* **Task goal**: Put the lines below, from the one containing "Detect aircraft door in this scene." through the end, into a Markdown table with the columns Row and Line, numbering each row and skipping blank lines. Leave out the pictures.

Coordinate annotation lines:
>>>

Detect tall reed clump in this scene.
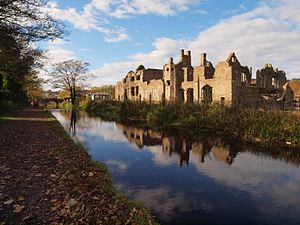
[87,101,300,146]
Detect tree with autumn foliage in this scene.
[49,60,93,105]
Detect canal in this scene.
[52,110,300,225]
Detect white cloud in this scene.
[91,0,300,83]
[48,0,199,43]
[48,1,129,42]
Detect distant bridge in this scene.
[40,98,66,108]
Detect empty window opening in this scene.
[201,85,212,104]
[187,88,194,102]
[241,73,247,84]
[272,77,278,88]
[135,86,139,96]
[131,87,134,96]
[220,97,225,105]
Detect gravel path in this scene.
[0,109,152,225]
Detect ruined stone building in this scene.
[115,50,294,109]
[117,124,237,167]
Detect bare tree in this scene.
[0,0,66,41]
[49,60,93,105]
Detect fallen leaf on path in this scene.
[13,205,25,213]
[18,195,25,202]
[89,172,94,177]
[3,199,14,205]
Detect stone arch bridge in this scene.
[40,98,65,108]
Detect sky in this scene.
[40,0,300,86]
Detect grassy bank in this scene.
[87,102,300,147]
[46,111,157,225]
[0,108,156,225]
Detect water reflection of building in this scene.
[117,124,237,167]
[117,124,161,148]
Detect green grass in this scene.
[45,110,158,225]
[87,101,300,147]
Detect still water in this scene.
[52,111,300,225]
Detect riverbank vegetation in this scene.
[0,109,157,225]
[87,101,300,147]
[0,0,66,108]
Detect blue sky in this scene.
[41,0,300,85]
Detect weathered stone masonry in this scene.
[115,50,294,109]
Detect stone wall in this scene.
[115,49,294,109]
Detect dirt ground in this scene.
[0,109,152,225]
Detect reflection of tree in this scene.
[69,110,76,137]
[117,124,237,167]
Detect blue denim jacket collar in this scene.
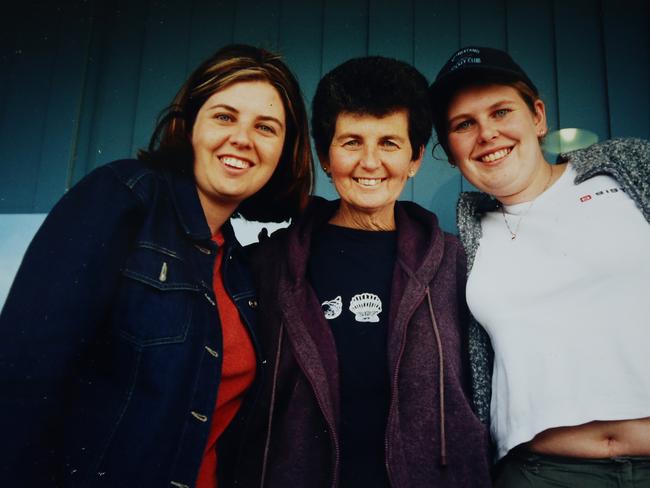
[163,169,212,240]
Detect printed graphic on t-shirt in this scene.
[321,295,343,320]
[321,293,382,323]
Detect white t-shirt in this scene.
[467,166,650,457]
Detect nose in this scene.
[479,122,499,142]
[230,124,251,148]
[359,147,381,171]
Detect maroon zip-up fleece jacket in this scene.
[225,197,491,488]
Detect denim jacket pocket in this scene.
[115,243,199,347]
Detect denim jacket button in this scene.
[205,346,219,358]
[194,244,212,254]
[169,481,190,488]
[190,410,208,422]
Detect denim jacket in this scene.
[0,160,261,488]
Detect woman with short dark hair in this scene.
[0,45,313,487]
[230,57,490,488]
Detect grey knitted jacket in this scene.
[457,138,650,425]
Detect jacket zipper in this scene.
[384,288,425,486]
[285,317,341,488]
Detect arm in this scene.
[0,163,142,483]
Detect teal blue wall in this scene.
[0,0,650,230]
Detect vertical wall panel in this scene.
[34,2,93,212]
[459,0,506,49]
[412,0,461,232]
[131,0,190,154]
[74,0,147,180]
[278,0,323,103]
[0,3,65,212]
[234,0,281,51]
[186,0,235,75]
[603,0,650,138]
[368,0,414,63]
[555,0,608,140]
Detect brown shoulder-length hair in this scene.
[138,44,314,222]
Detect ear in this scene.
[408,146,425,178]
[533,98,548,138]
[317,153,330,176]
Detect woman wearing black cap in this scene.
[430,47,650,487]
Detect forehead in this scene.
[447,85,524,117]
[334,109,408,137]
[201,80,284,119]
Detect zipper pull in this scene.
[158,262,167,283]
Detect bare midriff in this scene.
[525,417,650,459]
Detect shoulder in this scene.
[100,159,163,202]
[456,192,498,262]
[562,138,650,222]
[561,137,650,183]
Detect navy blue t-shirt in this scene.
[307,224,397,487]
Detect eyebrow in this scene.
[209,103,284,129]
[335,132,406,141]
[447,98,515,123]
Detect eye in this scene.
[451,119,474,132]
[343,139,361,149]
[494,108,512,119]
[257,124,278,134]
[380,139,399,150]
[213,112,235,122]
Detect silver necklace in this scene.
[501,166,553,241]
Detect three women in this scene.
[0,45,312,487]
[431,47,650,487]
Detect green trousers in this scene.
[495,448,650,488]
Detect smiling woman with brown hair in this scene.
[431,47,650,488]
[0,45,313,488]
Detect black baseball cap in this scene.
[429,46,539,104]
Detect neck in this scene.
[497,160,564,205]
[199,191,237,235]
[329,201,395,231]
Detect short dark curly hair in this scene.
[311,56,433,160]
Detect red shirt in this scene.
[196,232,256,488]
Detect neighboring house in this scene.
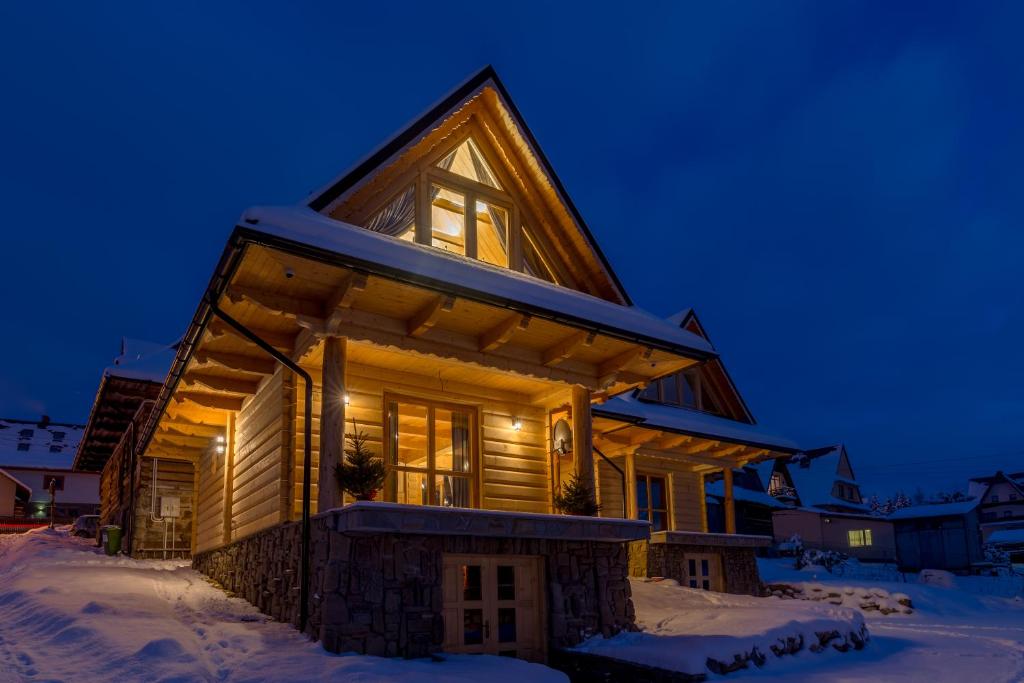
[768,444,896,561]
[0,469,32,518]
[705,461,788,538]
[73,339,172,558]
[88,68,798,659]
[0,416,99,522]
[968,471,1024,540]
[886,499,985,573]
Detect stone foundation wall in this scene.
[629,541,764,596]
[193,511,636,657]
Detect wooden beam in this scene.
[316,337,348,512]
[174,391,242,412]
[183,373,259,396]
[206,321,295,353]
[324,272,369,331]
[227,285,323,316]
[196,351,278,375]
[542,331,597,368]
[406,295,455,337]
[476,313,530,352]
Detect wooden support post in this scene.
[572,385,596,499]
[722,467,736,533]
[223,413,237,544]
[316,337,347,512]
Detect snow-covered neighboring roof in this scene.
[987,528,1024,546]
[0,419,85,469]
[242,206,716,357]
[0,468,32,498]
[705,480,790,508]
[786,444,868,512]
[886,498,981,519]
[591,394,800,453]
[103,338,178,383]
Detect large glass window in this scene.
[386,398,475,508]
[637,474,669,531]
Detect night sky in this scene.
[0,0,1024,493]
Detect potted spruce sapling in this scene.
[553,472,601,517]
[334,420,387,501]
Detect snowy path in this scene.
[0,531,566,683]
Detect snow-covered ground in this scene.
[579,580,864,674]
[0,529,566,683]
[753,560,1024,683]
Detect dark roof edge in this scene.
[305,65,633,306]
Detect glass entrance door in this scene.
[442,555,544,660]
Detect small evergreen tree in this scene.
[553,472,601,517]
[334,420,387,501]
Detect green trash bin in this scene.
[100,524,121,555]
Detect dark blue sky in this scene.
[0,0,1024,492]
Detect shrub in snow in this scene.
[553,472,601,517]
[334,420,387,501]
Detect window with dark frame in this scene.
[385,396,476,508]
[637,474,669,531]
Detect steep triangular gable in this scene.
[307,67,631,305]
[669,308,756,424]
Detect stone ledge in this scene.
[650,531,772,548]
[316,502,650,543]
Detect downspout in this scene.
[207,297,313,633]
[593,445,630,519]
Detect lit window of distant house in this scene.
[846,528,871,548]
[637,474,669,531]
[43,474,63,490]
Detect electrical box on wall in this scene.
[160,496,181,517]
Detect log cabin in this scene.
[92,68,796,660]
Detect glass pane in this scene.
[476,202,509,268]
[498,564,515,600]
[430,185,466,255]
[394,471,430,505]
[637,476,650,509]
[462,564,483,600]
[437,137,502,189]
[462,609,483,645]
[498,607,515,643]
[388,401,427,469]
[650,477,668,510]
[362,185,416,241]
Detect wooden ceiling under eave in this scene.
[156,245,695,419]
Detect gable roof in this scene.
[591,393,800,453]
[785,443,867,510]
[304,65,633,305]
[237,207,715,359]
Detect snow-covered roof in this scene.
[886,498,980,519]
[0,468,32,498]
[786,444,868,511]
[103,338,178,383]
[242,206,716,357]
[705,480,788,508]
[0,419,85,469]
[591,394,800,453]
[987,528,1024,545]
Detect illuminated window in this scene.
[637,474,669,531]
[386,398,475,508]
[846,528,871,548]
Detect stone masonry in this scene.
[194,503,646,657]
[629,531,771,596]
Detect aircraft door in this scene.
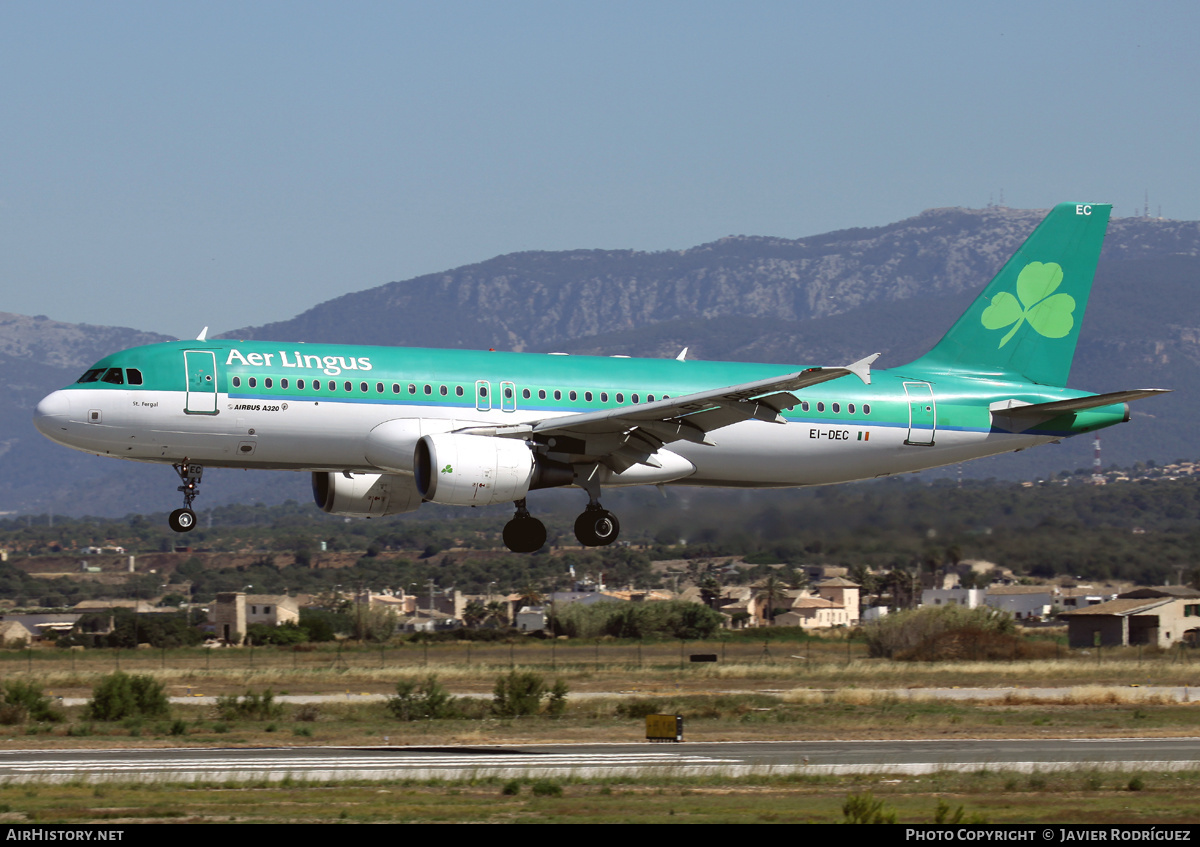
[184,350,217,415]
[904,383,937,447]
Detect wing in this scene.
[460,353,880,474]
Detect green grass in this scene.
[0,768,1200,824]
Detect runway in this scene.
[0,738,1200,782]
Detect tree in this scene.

<<<

* **Output of the task**:
| Row | Line |
|---|---|
| 1 | Detect aircraft door in this scene. |
| 2 | [184,350,217,415] |
| 3 | [904,383,937,447] |
| 4 | Detect wing in this scene. |
| 5 | [460,353,880,474] |
| 6 | Detect green grass in this scene. |
| 7 | [0,768,1200,824] |
| 8 | Detect runway in this scene. |
| 9 | [0,738,1200,782] |
| 10 | Detect tree in this scene. |